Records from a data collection
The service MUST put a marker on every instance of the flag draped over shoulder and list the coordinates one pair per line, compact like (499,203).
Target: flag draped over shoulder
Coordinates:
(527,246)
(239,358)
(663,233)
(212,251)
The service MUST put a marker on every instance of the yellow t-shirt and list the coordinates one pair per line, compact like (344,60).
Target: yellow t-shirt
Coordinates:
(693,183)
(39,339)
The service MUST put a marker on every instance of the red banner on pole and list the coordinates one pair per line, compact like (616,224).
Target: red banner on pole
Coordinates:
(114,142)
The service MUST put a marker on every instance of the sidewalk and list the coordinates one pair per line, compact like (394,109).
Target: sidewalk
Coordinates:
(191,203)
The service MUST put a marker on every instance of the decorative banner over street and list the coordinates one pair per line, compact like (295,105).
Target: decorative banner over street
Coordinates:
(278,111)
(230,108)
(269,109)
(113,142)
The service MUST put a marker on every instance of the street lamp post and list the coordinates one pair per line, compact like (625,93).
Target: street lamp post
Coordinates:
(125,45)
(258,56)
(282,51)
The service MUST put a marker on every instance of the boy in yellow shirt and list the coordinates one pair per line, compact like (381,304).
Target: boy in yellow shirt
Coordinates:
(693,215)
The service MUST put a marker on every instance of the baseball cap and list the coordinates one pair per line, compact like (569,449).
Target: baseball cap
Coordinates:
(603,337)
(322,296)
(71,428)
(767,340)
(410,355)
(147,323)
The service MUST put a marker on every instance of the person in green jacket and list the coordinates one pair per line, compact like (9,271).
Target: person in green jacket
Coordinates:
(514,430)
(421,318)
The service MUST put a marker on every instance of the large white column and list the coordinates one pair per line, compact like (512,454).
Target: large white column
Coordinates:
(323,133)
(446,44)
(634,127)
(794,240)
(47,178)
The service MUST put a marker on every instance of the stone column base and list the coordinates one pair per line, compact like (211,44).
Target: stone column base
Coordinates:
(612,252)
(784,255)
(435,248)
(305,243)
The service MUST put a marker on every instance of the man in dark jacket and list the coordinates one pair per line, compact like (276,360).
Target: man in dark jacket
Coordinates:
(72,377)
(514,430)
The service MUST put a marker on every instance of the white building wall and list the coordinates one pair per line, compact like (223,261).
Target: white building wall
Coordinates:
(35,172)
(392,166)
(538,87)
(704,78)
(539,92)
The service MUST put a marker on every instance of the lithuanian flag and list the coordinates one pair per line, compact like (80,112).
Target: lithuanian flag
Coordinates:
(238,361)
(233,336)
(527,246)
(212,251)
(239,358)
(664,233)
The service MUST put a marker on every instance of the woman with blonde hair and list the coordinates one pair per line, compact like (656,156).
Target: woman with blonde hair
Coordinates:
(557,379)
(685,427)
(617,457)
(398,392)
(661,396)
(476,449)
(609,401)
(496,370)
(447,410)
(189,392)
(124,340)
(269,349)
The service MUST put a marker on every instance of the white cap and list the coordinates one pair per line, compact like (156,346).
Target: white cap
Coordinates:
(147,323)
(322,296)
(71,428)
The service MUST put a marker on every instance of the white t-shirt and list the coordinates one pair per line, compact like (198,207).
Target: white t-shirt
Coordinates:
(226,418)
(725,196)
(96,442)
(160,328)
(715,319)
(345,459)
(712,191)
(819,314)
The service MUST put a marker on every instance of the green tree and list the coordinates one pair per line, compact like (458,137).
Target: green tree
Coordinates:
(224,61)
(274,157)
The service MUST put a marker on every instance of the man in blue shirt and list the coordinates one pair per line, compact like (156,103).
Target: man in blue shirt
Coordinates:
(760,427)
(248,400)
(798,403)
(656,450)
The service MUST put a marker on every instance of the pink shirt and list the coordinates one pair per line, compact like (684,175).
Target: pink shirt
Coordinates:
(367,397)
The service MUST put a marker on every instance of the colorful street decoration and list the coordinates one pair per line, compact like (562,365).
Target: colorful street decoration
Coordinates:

- _ACTION ITEM_: The entries above are to be restated word for word.

- _TASK ANSWER_:
The service MUST put a marker on every instance of the flag draped over shoulder and list the coordinates one pair per line, compact like (499,203).
Target: flag draped over shoulder
Coordinates:
(527,246)
(239,358)
(663,233)
(212,251)
The service MUST put a marker on every instance of the yellow t-shirt and list the coordinates one pair per line, compact like (344,60).
Target: yellow t-shirt
Coordinates:
(693,183)
(39,339)
The service MUST put a marker on every instance of the red banner on pole and list the coordinates one pair per line, compact like (616,224).
Target: red banner on pole
Coordinates:
(114,142)
The service MUST put a marker on every instance of the sidewalk and list the coordinates one pair per line, compact like (394,109).
Target: sidewalk
Coordinates:
(191,203)
The service MUST put a marker on every instance of the decorative banner over street and list the coordinates one pair per line, compact like (295,105).
Target: decorative banner over street
Coordinates:
(278,111)
(230,108)
(269,109)
(113,142)
The service MUST put a marker on every instance of the street lamp post and list the coordinates one pair per line, compact like (625,93).
Target: street lamp post
Coordinates:
(125,45)
(258,56)
(282,51)
The service MUST put a marker on every instance of the boy in yellow shirt and list the coordinates one pair per line, compact like (381,304).
Target: boy in yellow shirt
Coordinates:
(693,215)
The service MUST put a marker on every instance of the baseball cap and list the coordinates one pair per line, compact like (569,449).
Target: baseball cap
Coordinates:
(603,337)
(322,296)
(71,428)
(767,340)
(410,355)
(147,323)
The service MUST put a marker on every instance of the person in green jacket and list the coordinates one pair per line, compact like (9,271).
Target: person in green jacket
Coordinates:
(514,430)
(421,318)
The service MUST put a marker on every instance of the large white column and list the coordinates one pair per line, compact like (512,454).
Target: large white column
Coordinates:
(323,133)
(446,44)
(634,127)
(794,240)
(47,178)
The service MUST put a marker on every instance of the stone column base and list the coordinates one pair per line, compact like (211,44).
Target: stone column base
Coordinates:
(612,252)
(784,255)
(435,248)
(305,243)
The service MUST put a marker on every instance of the man in dark jacket and list the coordinates one pair per line, compact like (276,360).
Target: man in dark jacket
Coordinates:
(72,377)
(514,430)
The service MUST put a marker on every instance of the white building wall and list the coordinates one pair per line, compact like (223,261).
Target: white building wall
Coordinates:
(35,172)
(392,166)
(538,87)
(704,78)
(539,92)
The service MUST put a marker on every instance of the lithuanian flag and list the coordinates one pair per line, compact like (80,112).
Target: lithuanian flag
Coordinates:
(238,361)
(233,336)
(527,246)
(212,251)
(239,358)
(664,233)
The service MUST put a marker on every instance of the woman with blonde hair and list the coordinates one pair per line, compact like (656,156).
Target: woman with blonde hair
Coordinates:
(557,379)
(685,427)
(617,457)
(398,392)
(661,396)
(476,449)
(609,401)
(496,370)
(447,410)
(189,392)
(124,340)
(269,349)
The service MUST put a marker on every instance of the white cap and list the coordinates one pair per line, compact like (156,346).
Target: white cap
Coordinates:
(147,323)
(322,296)
(71,428)
The service MUST put a marker on every instance of the white t-shirt and list the coordinates one pair per line, compact like (198,207).
Target: white t-shirt
Coordinates:
(226,418)
(725,196)
(96,442)
(160,328)
(715,319)
(345,459)
(712,191)
(819,314)
The service MUST put a marker on every instance of the green tree and list the coordinates one pair per line, compact like (458,137).
Target: green tree
Coordinates:
(224,61)
(274,157)
The service MUST put a marker on every instance of the man in blue shirt and list the coordinates one pair per line, compact like (156,103).
Target: man in blue shirt
Coordinates:
(760,427)
(248,400)
(798,403)
(656,450)
The service MUST put a marker on every instance of the pink shirt and list the coordinates one pair per line, compact like (684,175).
Target: pink shirt
Coordinates:
(367,397)
The service MUST put a marker on every instance of the colorful street decoration and list the coordinates one pair per line, compact like (562,365).
Target: colorful street decoration
Coordinates:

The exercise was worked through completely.